What is needed is a verbatim copy of each record below.

[Dataset entries]
- - -
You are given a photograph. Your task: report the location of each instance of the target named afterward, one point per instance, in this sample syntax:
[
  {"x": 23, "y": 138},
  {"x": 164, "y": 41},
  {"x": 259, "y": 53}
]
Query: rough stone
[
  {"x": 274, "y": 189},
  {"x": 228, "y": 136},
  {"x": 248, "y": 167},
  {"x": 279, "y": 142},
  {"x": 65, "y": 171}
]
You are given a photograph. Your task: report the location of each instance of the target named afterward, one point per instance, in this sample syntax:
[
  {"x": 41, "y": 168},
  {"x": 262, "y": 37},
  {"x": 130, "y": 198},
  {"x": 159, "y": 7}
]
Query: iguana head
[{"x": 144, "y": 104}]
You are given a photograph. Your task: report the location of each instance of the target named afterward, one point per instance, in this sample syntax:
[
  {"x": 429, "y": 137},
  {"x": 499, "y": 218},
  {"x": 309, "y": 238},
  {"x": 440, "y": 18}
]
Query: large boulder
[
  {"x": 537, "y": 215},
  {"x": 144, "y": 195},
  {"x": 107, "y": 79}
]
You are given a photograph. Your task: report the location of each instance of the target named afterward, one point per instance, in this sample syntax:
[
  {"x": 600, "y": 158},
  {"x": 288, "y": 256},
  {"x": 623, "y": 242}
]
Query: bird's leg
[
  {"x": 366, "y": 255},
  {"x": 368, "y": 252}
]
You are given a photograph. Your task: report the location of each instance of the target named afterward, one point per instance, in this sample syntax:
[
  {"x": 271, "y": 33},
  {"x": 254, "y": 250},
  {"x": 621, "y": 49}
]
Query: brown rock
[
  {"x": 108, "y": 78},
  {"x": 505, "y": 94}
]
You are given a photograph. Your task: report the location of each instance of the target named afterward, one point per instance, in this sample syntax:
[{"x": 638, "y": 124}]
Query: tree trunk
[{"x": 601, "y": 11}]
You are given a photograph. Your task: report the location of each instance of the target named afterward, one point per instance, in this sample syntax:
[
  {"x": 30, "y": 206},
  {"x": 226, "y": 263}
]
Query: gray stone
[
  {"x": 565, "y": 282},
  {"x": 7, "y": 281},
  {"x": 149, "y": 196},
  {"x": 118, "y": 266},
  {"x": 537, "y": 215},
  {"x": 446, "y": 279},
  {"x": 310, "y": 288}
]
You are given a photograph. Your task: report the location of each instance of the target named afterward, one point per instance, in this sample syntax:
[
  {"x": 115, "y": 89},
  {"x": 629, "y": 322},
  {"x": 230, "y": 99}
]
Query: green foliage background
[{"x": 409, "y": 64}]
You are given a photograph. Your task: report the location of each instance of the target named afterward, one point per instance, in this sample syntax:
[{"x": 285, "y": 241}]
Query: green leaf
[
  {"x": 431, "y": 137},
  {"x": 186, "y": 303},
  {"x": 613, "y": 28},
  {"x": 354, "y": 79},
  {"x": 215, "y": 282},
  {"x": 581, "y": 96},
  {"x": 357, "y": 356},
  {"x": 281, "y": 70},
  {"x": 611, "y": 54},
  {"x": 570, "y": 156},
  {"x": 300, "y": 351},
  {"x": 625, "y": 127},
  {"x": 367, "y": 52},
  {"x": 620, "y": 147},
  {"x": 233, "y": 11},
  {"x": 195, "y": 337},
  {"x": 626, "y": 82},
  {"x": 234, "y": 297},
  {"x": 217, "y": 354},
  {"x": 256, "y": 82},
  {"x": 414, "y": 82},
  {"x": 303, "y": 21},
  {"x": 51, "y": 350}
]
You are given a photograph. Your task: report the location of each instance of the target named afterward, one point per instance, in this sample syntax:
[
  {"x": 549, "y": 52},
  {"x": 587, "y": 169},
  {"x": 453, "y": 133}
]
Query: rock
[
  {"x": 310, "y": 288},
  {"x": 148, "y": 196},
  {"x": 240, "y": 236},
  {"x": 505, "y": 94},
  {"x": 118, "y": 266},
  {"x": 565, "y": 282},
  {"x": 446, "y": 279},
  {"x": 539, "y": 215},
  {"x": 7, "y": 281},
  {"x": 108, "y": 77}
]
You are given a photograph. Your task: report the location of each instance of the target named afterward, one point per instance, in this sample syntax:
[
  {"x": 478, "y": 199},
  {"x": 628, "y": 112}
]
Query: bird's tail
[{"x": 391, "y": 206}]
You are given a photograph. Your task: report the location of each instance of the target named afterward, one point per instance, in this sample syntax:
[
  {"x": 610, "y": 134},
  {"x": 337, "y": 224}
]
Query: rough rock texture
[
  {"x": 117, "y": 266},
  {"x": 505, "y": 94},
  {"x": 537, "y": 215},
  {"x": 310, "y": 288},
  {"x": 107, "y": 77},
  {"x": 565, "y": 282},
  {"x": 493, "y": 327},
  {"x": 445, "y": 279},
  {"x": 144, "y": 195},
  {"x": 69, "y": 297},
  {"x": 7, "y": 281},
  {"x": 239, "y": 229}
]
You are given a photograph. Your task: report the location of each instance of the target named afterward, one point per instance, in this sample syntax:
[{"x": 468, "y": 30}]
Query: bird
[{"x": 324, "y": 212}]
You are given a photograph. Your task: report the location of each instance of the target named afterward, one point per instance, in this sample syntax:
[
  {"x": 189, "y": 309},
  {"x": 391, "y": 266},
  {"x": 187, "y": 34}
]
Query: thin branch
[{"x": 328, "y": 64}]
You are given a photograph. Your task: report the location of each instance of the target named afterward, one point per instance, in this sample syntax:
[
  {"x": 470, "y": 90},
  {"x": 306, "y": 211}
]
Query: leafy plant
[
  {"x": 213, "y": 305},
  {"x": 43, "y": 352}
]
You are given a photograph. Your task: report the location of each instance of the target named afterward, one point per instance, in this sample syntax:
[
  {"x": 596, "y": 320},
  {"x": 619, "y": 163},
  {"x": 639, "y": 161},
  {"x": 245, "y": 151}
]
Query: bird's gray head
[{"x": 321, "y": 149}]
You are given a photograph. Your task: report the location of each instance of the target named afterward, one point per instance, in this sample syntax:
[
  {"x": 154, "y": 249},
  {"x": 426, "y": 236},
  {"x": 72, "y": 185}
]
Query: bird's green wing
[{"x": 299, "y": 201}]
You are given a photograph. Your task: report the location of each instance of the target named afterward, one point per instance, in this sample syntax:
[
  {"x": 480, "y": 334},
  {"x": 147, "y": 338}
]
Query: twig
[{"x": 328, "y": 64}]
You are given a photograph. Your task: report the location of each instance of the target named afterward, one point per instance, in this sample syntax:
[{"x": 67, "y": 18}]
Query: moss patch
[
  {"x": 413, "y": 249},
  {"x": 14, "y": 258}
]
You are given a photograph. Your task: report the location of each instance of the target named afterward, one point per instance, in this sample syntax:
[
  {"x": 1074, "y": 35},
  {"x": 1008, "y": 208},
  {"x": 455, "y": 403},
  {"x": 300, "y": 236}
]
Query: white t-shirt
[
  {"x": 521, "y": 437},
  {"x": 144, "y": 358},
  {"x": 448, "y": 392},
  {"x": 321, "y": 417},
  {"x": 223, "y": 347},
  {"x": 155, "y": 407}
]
- - -
Your response:
You are given a photograph. Your task: report the location of each instance of the target named afterward, one point per instance, in this sample syntax:
[
  {"x": 23, "y": 138},
  {"x": 164, "y": 41},
  {"x": 259, "y": 53}
]
Query: rough stone
[
  {"x": 274, "y": 189},
  {"x": 228, "y": 136},
  {"x": 248, "y": 167},
  {"x": 279, "y": 142},
  {"x": 65, "y": 171}
]
You are given a photograph. Your task: report the location of each instance of the target named afterward, one point per instance, in this sample syntax:
[
  {"x": 41, "y": 168},
  {"x": 262, "y": 37},
  {"x": 130, "y": 198},
  {"x": 159, "y": 7}
]
Query: iguana head
[{"x": 144, "y": 104}]
You are given a photograph. Your task: report the location of each instance of the target named afterward, one point per instance, in this sample syntax:
[
  {"x": 429, "y": 137},
  {"x": 499, "y": 218},
  {"x": 309, "y": 238},
  {"x": 440, "y": 18}
]
Query: large boulder
[
  {"x": 537, "y": 215},
  {"x": 144, "y": 195},
  {"x": 107, "y": 79}
]
You are given a photograph. Your task: report the location of each instance of the target named afterward, one point per instance, in this sample syntax:
[
  {"x": 600, "y": 158},
  {"x": 288, "y": 256},
  {"x": 623, "y": 242}
]
Query: bird's leg
[
  {"x": 366, "y": 255},
  {"x": 368, "y": 252}
]
You are given a photograph. Your task: report the location of each instance of the target named afterward, one point per instance, in this sample syntax:
[
  {"x": 271, "y": 33},
  {"x": 254, "y": 250},
  {"x": 621, "y": 49}
]
Query: brown rock
[
  {"x": 108, "y": 78},
  {"x": 505, "y": 94}
]
You are given a photograph. Your task: report the location of each instance of the target named afterward, one point per instance, in this sample syntax:
[{"x": 638, "y": 124}]
Query: tree trunk
[{"x": 601, "y": 11}]
You are given a photograph. Your task: report the location of each instance of the target named afterward, one point per instance, in this sample syntax:
[
  {"x": 30, "y": 206},
  {"x": 226, "y": 263}
]
Query: gray stone
[
  {"x": 565, "y": 282},
  {"x": 7, "y": 281},
  {"x": 149, "y": 196},
  {"x": 118, "y": 266},
  {"x": 537, "y": 215},
  {"x": 446, "y": 279},
  {"x": 310, "y": 288}
]
You are given a photograph. Your task: report the location of each instance of the target named afterward, one point per instance, in this sample syntax:
[
  {"x": 115, "y": 89},
  {"x": 629, "y": 322},
  {"x": 230, "y": 99}
]
Query: green foliage background
[{"x": 409, "y": 64}]
You are given a photograph. Your task: report the location of each instance of the target named afterward, one point per instance, in this sample syntax:
[{"x": 285, "y": 241}]
Query: green leaf
[
  {"x": 431, "y": 137},
  {"x": 186, "y": 303},
  {"x": 613, "y": 28},
  {"x": 354, "y": 79},
  {"x": 215, "y": 282},
  {"x": 581, "y": 96},
  {"x": 357, "y": 356},
  {"x": 281, "y": 70},
  {"x": 611, "y": 54},
  {"x": 570, "y": 156},
  {"x": 300, "y": 351},
  {"x": 625, "y": 127},
  {"x": 367, "y": 52},
  {"x": 620, "y": 147},
  {"x": 233, "y": 11},
  {"x": 195, "y": 337},
  {"x": 626, "y": 82},
  {"x": 234, "y": 297},
  {"x": 217, "y": 354},
  {"x": 256, "y": 82},
  {"x": 414, "y": 82},
  {"x": 303, "y": 21},
  {"x": 51, "y": 350}
]
You are given a photograph. Your task: report the location of each instance of the target named afterward, one point per instance, in this sample syntax:
[
  {"x": 549, "y": 52},
  {"x": 587, "y": 169},
  {"x": 453, "y": 133}
]
Query: rock
[
  {"x": 310, "y": 288},
  {"x": 148, "y": 196},
  {"x": 240, "y": 236},
  {"x": 505, "y": 94},
  {"x": 118, "y": 266},
  {"x": 565, "y": 282},
  {"x": 446, "y": 279},
  {"x": 539, "y": 215},
  {"x": 7, "y": 281},
  {"x": 108, "y": 77}
]
You are given a photograph. Your task: report the location of each instance of the target named afterward, one point per instance, in this sample syntax:
[
  {"x": 478, "y": 199},
  {"x": 628, "y": 112}
]
Query: bird's tail
[{"x": 391, "y": 206}]
You are given a photograph. Your task: report the location of each instance of the target named afterward, one point per instance, in this sample syntax:
[
  {"x": 610, "y": 134},
  {"x": 337, "y": 224}
]
Query: rough rock texture
[
  {"x": 117, "y": 266},
  {"x": 505, "y": 94},
  {"x": 537, "y": 215},
  {"x": 310, "y": 288},
  {"x": 107, "y": 77},
  {"x": 565, "y": 282},
  {"x": 493, "y": 327},
  {"x": 445, "y": 279},
  {"x": 144, "y": 195},
  {"x": 69, "y": 297},
  {"x": 7, "y": 281},
  {"x": 239, "y": 229}
]
You are given a photograph. Your task: report the location of each instance of the target named afterward, one point per instance, in this sample syntax:
[{"x": 468, "y": 30}]
Query: bird
[{"x": 324, "y": 212}]
You are given a photograph. Your task: report the location of each instance of the target named afterward, one point per instance, in this sample syntax:
[
  {"x": 189, "y": 309},
  {"x": 391, "y": 266},
  {"x": 187, "y": 34}
]
Query: thin branch
[{"x": 328, "y": 64}]
You are given a photograph. Your task: report the location of each instance of the target named afterward, one point per instance, in this sample syntax:
[
  {"x": 470, "y": 90},
  {"x": 306, "y": 211}
]
Query: leafy plant
[
  {"x": 213, "y": 305},
  {"x": 43, "y": 352}
]
You are given a photograph. Your task: report the location of each instance of the target named afterward, one point per instance, in this sample syntax:
[
  {"x": 596, "y": 320},
  {"x": 619, "y": 163},
  {"x": 639, "y": 161},
  {"x": 245, "y": 151}
]
Query: bird's gray head
[{"x": 321, "y": 149}]
You are given a photograph. Your task: report the location of each instance of the target named afterward, one point per instance, in this sample syntax:
[
  {"x": 154, "y": 249},
  {"x": 426, "y": 236},
  {"x": 72, "y": 185}
]
Query: bird's green wing
[{"x": 299, "y": 201}]
You are given a photograph. Your task: report the location of each instance of the target named afterward, one point per instance, in this sample syntax:
[
  {"x": 480, "y": 334},
  {"x": 147, "y": 338}
]
Query: twig
[{"x": 328, "y": 64}]
You are given a photograph. Your task: report the location of each instance of the target named afterward, one point per instance, in this sample syntax:
[{"x": 67, "y": 18}]
Query: moss patch
[
  {"x": 413, "y": 249},
  {"x": 14, "y": 258}
]
You are given a photograph. Your task: report the location of each instance of the target named afterward, one point per instance, in this sample syntax:
[
  {"x": 1074, "y": 35},
  {"x": 1008, "y": 208},
  {"x": 455, "y": 403},
  {"x": 300, "y": 236}
]
Query: white t-shirt
[
  {"x": 521, "y": 437},
  {"x": 144, "y": 358},
  {"x": 448, "y": 392},
  {"x": 321, "y": 417},
  {"x": 223, "y": 347},
  {"x": 155, "y": 407}
]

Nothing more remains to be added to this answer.